Tasks to carry out —
a: Copy out the market update word for word, from "Key watchpoint: Potential" up to and including "is under way.".
b: Decide whether each statement below agrees with the market update, answering yes or no and quoting the words that settle it: (i) West Texas Intermediate crude oil closed at $31 per barrel. (ii) The OPEC+ meeting ended with production cuts. (iii) High yield credit spreads narrowed.

Text under study —
++++++++
Coronavirus update: As market volatility continues fiscal response looms large
Monday’s trading session was a bloodbath. The S&P 500 Index® matched the MSCI All Country World Index in magnitude of decline, as both benchmarks gapped down 7.5%. High yield credit spreads widened to 660 basis points, and now reflect a similar amount of stress to the market correction in early 2016. West Texas Intermediate crude oil closed at $31 per barrel, a whopping 25% decline from last Friday as the OPEC+ (Organization of the Petroleum Exporting Countries) meeting fell apart without any production cuts, and Saudi Arabia and Russia kicked off a new price war. 10-year U.S. Treasury yields briefly touched 32 basis points, and markets now price the U.S. Federal Reserve to cut rates back to the zero lower bound by mid-year.
The developments in energy markets were perhaps the biggest surprise and present mixed implications for the macro outlook. While cheap oil can boost the effective spending power of households across the developed markets, it can also severely strain the balance sheets of energy producers and impact those firms’ hiring and capex decisions. Energy producers were already under pressure from slowing demand for crude oil as households and businesses cut back on their travel plans. This new, fundamental stress on the energy sector and related credits was important and was widely attributed to be the catalyst for the sharp re-pricing yesterday. In effect, it added another pressure point onto a sector and global economy that already faced considerable short-term uncertainty from the coronavirus.
Key watchpoint: Potential fiscal response
One of the keys to the outlook here is the ability of businesses to get to the other side of potentially acute short-term cash flow problems. Fiscal policy holds the necessary antidotes in its ability to provide targeted, material support to impacted sectors. But it can also take time to build a consensus and legislate these programs. Investors will be watching how and how quickly fiscal policy makers around the world are able to respond to this twin threat. We believe their objective should be—as quickly as possible—to put in place backstops that allow impacted businesses to weather the slowdown that we know is under way.
What could a fiscal response look like?
++++++++
Dataset entries:
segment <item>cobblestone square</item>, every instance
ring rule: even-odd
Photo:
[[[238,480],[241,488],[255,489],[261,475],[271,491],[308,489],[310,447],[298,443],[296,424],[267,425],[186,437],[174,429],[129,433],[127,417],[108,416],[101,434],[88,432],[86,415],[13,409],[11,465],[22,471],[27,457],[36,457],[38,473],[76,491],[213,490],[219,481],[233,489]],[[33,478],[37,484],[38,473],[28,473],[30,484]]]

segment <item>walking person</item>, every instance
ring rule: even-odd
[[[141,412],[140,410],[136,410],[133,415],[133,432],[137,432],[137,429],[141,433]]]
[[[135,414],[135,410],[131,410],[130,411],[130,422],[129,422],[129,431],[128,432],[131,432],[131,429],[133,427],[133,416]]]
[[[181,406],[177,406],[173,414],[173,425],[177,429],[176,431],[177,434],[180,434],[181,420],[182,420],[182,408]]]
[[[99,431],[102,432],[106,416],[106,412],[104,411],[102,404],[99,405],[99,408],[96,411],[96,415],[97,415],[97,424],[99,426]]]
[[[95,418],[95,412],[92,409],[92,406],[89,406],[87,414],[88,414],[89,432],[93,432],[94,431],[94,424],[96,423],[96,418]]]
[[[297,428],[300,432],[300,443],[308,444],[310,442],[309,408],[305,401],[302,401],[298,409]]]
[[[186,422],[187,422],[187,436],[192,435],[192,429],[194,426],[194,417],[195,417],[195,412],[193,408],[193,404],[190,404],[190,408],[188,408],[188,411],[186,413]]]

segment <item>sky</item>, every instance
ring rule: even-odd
++++++++
Exercise responses —
a:
Key watchpoint: Potential fiscal response
One of the keys to the outlook here is the ability of businesses to get to the other side of potentially acute short-term cash flow problems. Fiscal policy holds the necessary antidotes in its ability to provide targeted, material support to impacted sectors. But it can also take time to build a consensus and legislate these programs. Investors will be watching how and how quickly fiscal policy makers around the world are able to respond to this twin threat. We believe their objective should be—as quickly as possible—to put in place backstops that allow impacted businesses to weather the slowdown that we know is under way.

b:
(i) Yes: "West Texas Intermediate crude oil closed at $31 per barrel"
(ii) No: "the OPEC+ (Organization of the Petroleum Exporting Countries) meeting fell apart without any production cuts"
(iii) No: "High yield credit spreads widened to 660 basis points"